Red Hat Bugzilla – Bug 197440
ppp occasionally dies
Last modified: 2007-11-30 17:11:36 EST
Description of problem:
I use ppp in dial on demand mode and it occassionally locks up and then dies.
Typically I will see the modem still indicating outbound packets, but no inbound
packets and then a little while later the ppp interface will disappear. I can
use ifdown and ifup to get things working again. This happens sporadically.
Sometimes I will see if happen a couple of times in an hour and other times I
can be connected for over 8 hours without having the problem.
I first noticed this behavior after upgrading to the 2.6.16 kernel, however some
other things changed around that time as well. My dialup provider changed who
they buy dialup service from. So it might have been a preexisting bug that
wasn't triggered by the previous service provider. I also started running the
zaptel kernel module (for asterisk) around that time and there could potentially
be a problem with it.
I probably should have tried going back to a 2.6.15 kernel for a while, but
these seem to have been removed from updates now so I can't try this easily.
(I think the last 2.6.15 kernel update for FC5 might have some security issues,
but they would probably be low risk for me and I could try this if it would help
and I can get a copy.)
I don't know if this is related or not, but I also have been getting the
following log message, though I don't know that it correlates with when I have
the described problem:
PPP: VJ uncompressed error
Version-Release number of selected component (if applicable):
2.6.16 and 2.6.17 smp kernels
Steps to Reproduce:
1. Make a dial up connection using ppp
ppp occasionally will lock up and then usally die shortly there after.
Here are some questions:
Is pppd dying at this moment?
Is it reproducable without that additional kernel module?
Please use a debugger or strace on pppd if it is happening again.
I saw at least one instance over last weekend.
I am still just playing with Asterisk and can uninstall the zaptel modules for a
while to see if that stops the crashes.
The next time I see a hang I will see if I can attach a debugger before the ppp
interface disappears. That will be a learning process me, so I might botch an
attempt or a few, before I get it right.
It isn't clear to me that the hangs are a Fedora problem, but once they occur I
should be able to do a sighup to get ppp to hang up the connection without
losing the ppp interface.
Since it has been a few days I thought I should give an update.

# # # # # # #

Problem details>
Reproduce the passage from the ppp bug report word for word, starting with "I saw at least" and going on through "give an update.".

Extracted records>
# # # # # # #

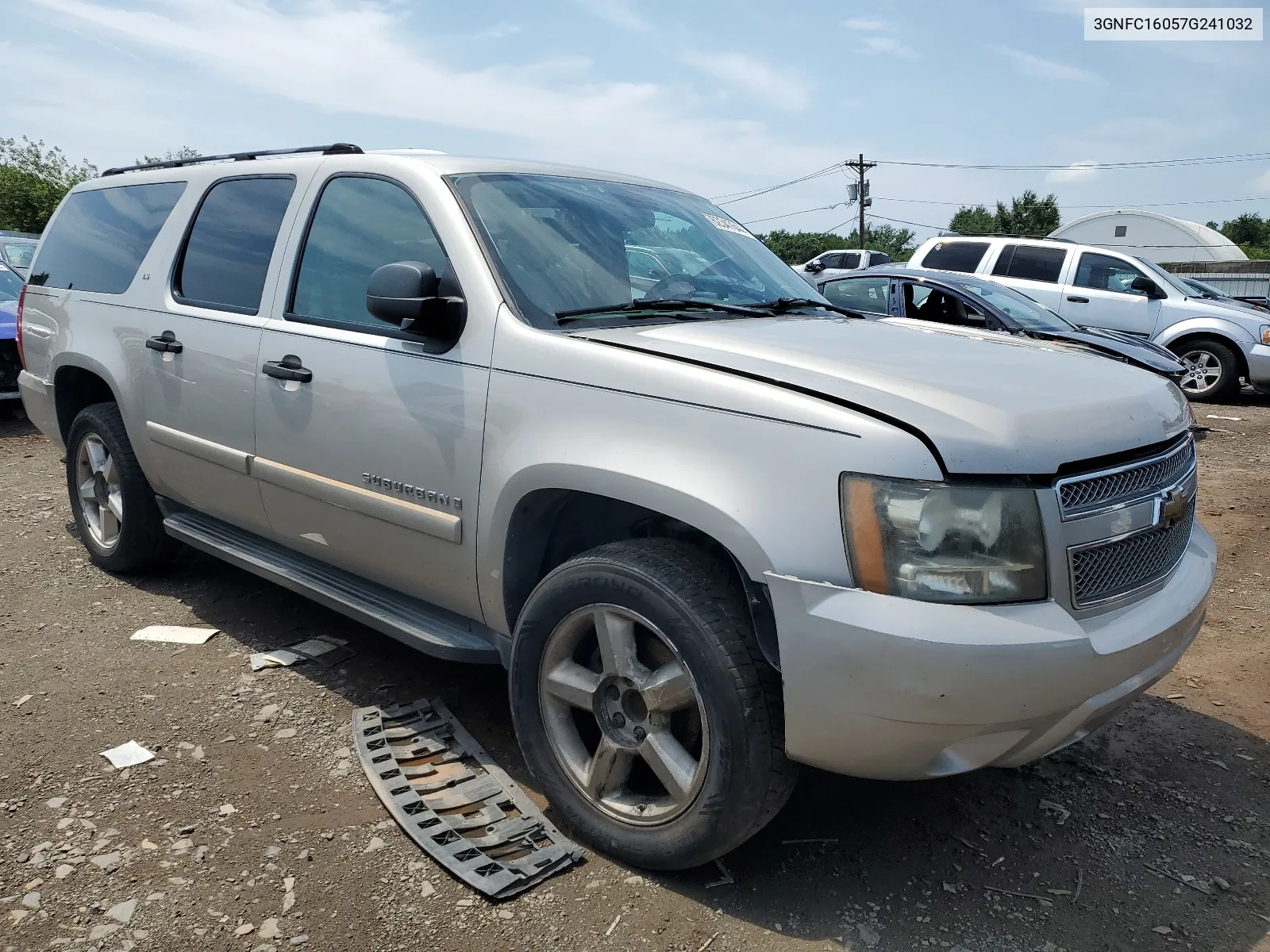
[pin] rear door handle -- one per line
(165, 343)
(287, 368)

# # # # # # #

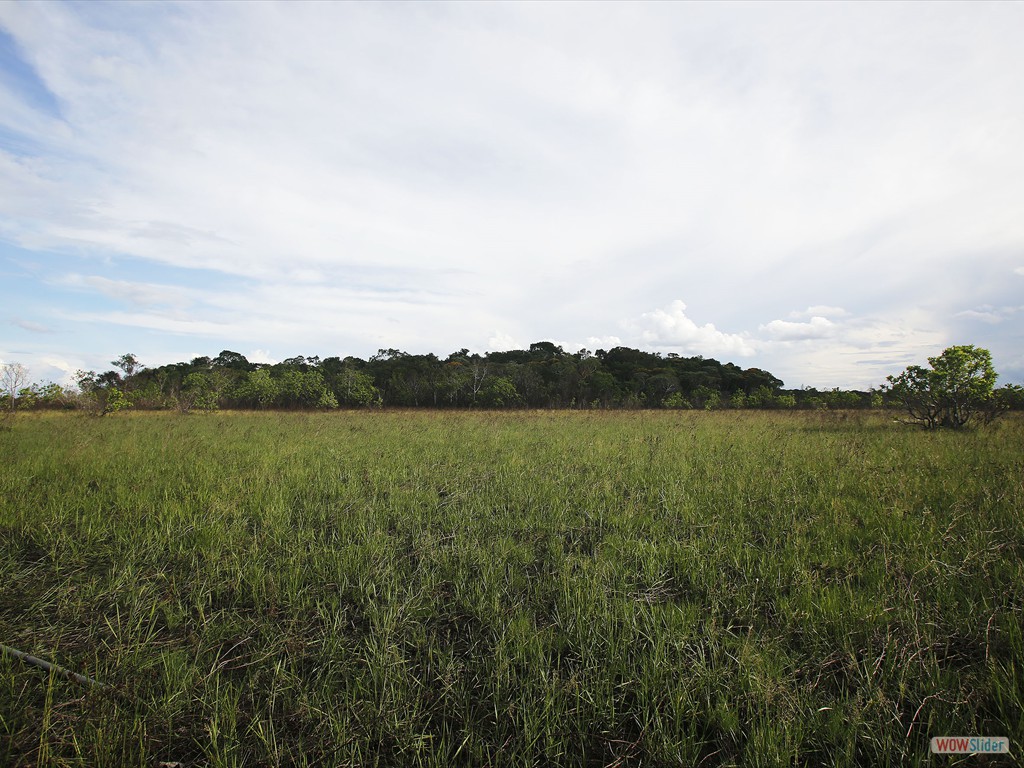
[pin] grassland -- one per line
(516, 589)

# # # # # # #

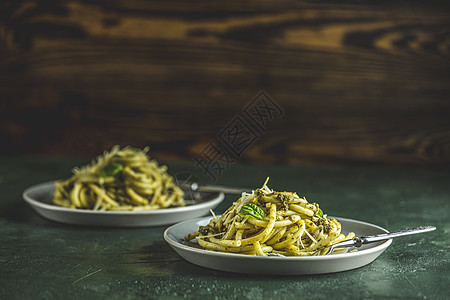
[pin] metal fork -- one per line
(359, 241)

# # # # # # #

Answer to this problem>
I saw at least one instance over last weekend.
I am still just playing with Asterisk and can uninstall the zaptel modules for a
while to see if that stops the crashes.
The next time I see a hang I will see if I can attach a debugger before the ppp
interface disappears. That will be a learning process me, so I might botch an
attempt or a few, before I get it right.
It isn't clear to me that the hangs are a Fedora problem, but once they occur I
should be able to do a sighup to get ppp to hang up the connection without
losing the ppp interface.
Since it has been a few days I thought I should give an update.